> _Exercise directions_
Select every line in the items below that contains the word "each", and copy those lines.

> _Task inputs_
☆ ☆ ☆ ☆ ☆

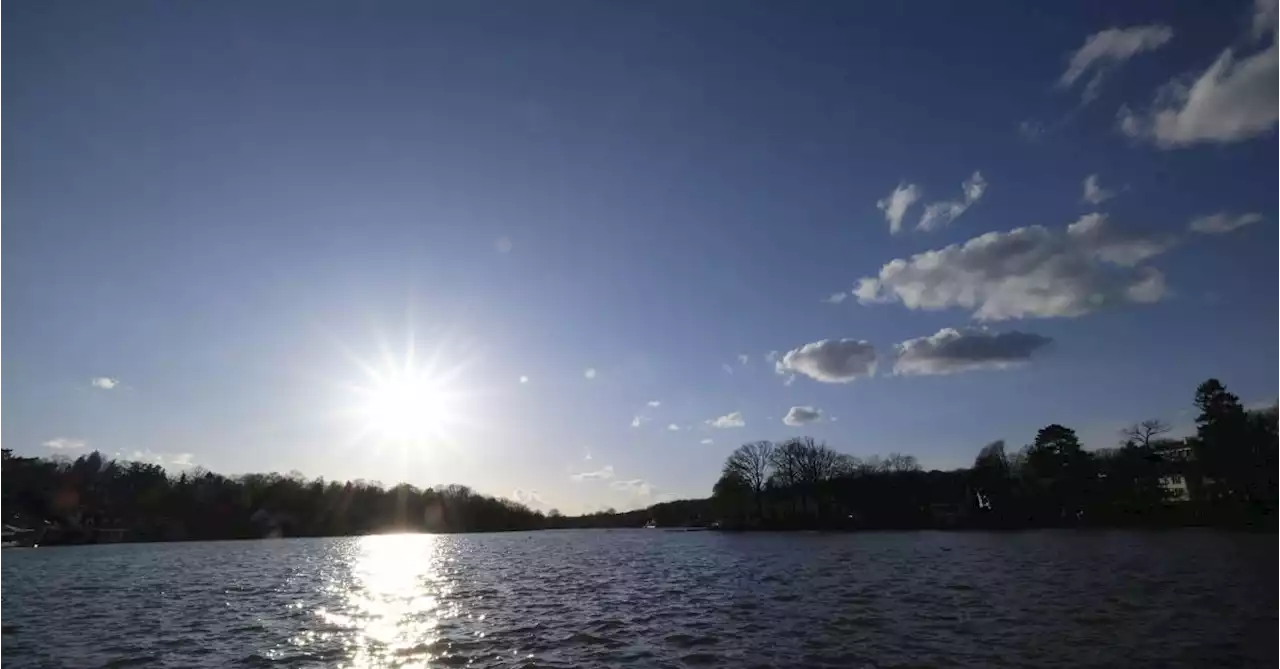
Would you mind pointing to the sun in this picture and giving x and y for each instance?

☆ ☆ ☆ ☆ ☆

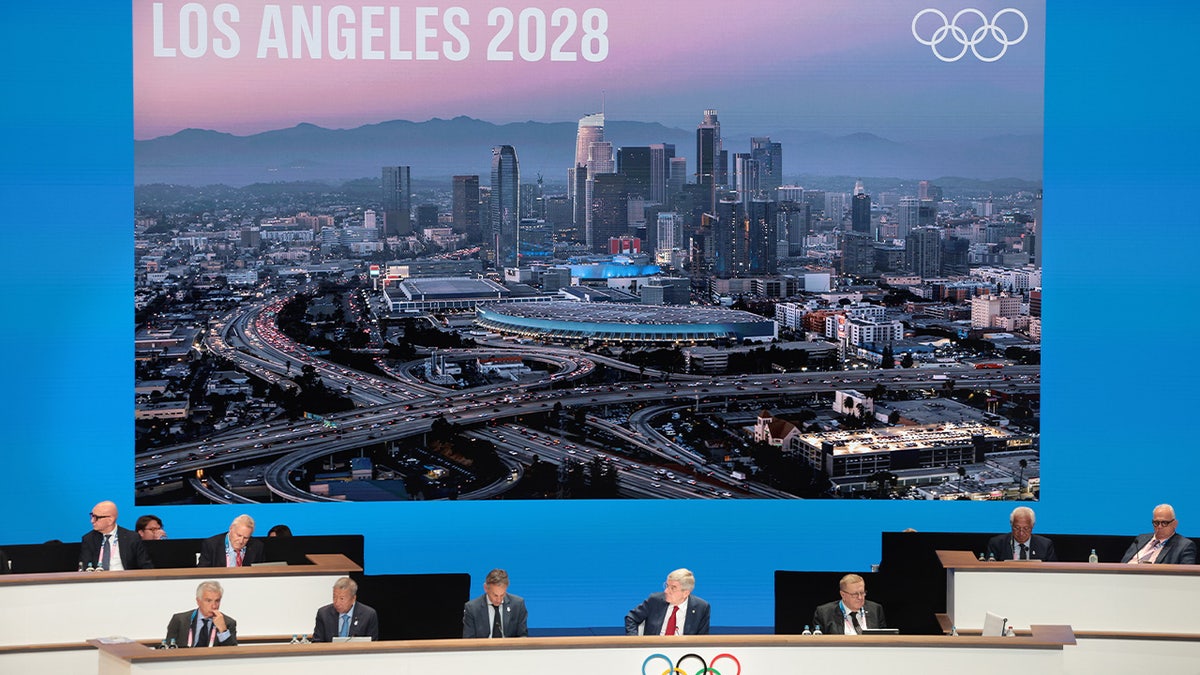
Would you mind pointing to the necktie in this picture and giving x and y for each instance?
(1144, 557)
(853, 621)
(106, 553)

☆ ☆ ☆ ☆ ☆

> _Complete output_
Would you mind pointing to the sun in this picture and giving x and y for each instance?
Would you mind pointing to the necktie in this picture and giving x and y for each instance?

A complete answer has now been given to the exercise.